## WRITTEN INSTRUCTION
Reproduce, word for word, every line starting at the line that contains "the white mane" and ending with the final line of the entries.
○ ○ ○ ○ ○ ○ ○
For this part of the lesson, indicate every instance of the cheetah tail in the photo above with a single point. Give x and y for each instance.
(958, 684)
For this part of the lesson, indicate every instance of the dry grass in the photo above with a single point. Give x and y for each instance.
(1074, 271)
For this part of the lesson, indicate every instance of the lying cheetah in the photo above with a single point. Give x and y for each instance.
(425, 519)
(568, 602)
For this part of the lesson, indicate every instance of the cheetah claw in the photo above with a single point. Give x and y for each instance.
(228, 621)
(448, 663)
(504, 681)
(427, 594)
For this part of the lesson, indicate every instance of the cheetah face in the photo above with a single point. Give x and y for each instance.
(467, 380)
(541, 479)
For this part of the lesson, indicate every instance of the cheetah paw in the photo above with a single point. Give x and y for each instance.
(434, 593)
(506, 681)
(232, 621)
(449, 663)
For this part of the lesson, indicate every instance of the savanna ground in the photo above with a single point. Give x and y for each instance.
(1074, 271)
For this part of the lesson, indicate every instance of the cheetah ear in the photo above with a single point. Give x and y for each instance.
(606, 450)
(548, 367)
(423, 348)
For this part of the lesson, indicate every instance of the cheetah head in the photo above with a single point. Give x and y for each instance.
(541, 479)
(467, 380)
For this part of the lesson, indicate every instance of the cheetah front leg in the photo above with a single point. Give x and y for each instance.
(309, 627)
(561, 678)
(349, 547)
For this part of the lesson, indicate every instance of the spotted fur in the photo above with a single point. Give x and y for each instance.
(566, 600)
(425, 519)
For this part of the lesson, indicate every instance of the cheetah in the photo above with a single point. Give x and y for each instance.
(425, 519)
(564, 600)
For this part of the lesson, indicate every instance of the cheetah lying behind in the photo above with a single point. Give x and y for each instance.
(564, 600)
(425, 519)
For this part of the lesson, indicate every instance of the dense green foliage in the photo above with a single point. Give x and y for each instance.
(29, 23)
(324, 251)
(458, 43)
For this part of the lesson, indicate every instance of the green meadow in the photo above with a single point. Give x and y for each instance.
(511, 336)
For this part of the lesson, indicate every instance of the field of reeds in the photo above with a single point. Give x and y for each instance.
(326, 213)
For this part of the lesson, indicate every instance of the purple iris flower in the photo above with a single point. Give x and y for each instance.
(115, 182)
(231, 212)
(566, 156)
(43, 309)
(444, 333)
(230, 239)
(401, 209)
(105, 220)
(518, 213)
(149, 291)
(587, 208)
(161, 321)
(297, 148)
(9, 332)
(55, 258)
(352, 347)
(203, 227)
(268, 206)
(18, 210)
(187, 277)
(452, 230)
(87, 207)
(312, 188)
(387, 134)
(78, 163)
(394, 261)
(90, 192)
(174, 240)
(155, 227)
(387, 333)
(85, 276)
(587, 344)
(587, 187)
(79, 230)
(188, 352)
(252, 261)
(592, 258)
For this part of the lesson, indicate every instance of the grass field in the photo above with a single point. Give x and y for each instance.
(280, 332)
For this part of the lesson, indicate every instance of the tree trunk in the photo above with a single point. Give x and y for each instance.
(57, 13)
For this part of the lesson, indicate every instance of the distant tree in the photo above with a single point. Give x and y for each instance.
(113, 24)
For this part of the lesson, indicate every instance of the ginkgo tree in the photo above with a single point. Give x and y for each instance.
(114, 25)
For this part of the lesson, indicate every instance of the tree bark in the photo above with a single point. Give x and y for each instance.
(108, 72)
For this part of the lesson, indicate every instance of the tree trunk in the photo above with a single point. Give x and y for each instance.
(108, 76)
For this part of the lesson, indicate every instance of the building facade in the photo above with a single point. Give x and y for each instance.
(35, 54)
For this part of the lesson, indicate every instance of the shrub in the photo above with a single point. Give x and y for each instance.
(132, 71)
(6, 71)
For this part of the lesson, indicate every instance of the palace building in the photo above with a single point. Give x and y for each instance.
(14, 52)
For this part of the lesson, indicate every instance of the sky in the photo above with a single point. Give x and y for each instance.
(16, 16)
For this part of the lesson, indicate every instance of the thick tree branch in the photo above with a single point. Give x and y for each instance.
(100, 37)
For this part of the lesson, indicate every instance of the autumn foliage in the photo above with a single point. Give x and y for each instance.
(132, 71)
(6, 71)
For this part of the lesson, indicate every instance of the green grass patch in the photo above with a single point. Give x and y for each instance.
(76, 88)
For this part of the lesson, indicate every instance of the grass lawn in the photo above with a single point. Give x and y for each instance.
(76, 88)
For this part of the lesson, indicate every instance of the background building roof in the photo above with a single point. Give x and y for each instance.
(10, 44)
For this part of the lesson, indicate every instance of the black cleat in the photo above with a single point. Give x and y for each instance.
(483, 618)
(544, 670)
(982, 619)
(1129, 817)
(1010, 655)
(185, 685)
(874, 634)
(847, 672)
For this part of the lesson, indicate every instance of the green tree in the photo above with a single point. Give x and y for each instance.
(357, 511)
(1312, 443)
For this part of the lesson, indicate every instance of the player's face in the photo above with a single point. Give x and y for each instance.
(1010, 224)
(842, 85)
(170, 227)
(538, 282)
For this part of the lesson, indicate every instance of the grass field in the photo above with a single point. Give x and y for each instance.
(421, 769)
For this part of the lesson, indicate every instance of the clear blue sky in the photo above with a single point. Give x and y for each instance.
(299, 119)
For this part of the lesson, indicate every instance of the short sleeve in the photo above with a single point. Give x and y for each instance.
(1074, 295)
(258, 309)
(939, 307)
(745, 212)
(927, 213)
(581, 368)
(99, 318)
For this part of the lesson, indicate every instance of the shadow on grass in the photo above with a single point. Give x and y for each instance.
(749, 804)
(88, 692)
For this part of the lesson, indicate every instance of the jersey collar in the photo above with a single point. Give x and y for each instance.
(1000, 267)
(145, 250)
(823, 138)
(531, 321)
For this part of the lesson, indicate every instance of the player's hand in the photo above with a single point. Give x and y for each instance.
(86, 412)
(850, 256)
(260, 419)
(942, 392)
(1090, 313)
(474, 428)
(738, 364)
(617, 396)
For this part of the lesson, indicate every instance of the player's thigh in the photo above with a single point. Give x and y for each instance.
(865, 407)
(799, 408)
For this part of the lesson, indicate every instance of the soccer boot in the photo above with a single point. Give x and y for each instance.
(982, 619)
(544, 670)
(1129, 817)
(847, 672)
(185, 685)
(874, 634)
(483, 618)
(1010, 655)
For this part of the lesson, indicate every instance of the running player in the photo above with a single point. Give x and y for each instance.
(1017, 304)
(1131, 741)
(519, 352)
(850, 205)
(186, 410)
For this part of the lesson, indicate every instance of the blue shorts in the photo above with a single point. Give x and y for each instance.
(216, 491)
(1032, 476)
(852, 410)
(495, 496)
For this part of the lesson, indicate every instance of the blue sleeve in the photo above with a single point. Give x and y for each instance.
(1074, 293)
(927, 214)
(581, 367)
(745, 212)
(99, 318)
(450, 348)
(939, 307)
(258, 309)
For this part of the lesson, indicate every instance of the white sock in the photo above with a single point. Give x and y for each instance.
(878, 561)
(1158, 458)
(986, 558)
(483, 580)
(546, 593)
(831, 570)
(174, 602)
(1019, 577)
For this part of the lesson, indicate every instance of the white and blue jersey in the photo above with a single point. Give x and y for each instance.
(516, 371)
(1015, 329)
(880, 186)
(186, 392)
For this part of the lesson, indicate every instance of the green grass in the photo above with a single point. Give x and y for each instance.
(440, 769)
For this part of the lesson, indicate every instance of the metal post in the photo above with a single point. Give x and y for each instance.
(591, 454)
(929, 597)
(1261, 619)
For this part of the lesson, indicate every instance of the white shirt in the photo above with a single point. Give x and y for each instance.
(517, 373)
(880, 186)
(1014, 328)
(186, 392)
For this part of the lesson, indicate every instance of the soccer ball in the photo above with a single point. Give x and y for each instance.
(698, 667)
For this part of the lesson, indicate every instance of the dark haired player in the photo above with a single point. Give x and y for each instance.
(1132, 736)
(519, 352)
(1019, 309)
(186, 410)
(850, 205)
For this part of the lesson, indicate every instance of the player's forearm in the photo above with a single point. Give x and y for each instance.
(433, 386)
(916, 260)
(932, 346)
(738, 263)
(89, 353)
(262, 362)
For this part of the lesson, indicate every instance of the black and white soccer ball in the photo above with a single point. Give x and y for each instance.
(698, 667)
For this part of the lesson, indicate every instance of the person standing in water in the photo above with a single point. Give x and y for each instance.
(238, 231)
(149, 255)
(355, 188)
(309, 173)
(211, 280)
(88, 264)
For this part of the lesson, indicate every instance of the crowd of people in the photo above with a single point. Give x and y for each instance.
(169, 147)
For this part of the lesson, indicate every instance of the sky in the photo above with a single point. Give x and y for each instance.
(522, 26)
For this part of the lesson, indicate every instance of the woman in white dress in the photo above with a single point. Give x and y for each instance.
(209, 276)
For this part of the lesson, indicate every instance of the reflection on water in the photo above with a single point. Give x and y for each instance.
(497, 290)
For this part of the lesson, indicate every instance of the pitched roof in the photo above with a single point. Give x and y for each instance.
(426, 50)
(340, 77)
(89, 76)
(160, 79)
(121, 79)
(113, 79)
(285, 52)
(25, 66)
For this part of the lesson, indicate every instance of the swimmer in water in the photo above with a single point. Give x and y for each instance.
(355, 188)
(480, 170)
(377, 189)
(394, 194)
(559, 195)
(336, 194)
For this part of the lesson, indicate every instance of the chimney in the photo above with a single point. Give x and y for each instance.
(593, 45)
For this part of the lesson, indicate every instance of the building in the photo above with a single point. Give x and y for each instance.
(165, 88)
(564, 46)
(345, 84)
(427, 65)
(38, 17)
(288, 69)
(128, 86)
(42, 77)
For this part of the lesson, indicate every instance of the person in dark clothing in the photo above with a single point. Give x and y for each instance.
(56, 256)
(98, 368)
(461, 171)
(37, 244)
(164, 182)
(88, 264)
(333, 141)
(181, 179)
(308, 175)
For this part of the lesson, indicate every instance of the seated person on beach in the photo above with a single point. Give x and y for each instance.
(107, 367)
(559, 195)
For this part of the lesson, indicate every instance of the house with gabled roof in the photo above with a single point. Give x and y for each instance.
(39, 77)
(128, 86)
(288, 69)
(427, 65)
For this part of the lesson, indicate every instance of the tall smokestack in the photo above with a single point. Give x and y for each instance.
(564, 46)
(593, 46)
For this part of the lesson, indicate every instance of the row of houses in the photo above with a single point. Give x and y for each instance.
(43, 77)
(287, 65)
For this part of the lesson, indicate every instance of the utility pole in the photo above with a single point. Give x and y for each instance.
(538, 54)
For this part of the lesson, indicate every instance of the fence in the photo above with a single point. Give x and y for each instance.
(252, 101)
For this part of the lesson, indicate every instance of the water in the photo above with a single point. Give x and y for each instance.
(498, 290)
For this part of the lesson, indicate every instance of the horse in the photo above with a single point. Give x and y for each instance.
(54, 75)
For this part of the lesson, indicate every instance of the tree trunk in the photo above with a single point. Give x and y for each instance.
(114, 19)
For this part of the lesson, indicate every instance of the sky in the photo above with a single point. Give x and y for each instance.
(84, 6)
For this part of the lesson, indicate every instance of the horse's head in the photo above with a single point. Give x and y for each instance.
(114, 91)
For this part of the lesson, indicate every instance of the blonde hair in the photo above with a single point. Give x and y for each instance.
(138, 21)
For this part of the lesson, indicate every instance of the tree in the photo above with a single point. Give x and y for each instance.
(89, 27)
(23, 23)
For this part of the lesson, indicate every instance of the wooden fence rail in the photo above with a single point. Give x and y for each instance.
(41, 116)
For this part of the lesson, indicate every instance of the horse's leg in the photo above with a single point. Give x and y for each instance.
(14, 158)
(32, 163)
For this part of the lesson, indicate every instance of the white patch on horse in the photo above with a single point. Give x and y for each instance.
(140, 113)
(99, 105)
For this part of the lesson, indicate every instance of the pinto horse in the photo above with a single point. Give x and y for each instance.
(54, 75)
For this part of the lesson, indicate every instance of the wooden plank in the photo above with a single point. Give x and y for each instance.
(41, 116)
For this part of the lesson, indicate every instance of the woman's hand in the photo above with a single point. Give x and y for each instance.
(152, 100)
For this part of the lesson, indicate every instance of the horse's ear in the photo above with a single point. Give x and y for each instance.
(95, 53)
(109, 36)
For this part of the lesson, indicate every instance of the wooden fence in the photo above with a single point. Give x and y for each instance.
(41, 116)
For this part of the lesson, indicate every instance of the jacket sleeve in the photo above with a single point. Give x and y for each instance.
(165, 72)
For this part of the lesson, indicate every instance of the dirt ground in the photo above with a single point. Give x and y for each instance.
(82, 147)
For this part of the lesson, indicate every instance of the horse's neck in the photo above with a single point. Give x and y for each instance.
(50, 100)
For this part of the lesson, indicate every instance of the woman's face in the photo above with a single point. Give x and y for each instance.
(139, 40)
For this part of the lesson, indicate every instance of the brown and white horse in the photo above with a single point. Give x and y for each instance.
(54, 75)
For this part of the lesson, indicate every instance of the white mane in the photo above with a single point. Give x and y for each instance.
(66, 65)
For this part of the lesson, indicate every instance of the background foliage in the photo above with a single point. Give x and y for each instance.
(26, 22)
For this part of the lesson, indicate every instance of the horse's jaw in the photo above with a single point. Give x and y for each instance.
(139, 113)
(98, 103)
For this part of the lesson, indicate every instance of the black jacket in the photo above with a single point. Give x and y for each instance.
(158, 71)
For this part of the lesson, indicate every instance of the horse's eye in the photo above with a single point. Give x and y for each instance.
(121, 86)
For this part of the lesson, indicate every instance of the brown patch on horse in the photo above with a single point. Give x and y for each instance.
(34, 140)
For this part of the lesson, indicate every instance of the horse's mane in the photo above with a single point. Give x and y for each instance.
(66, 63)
○ ○ ○ ○ ○ ○ ○
## RESULT
For this part of the lesson, indicate every instance of the white mane in the photo above with a single point. Give x and y for each instance.
(66, 65)
For this part of the lesson, indicate every instance of the background foliage in the photo above with a single point. Give x and y for each instance.
(26, 22)
For this part of the lesson, indicate every instance of the horse's jaw in the photo above with a single point. Give x and y for each instance.
(139, 113)
(98, 103)
For this part of the lesson, indicate every instance of the black jacket in the photo above with a single point. Give x and y for each instance.
(158, 71)
For this part of the lesson, indicate every instance of the horse's eye in the photo above with a single point. Give x and y for each instance.
(121, 86)
For this part of the lesson, indicate every instance of the brown patch on horse in the photo above with a single point. Give x and y for each instance.
(34, 140)
For this part of the lesson, indicate every instance of the horse's mane in the photo above with a single point. Give x and y for each instance.
(66, 63)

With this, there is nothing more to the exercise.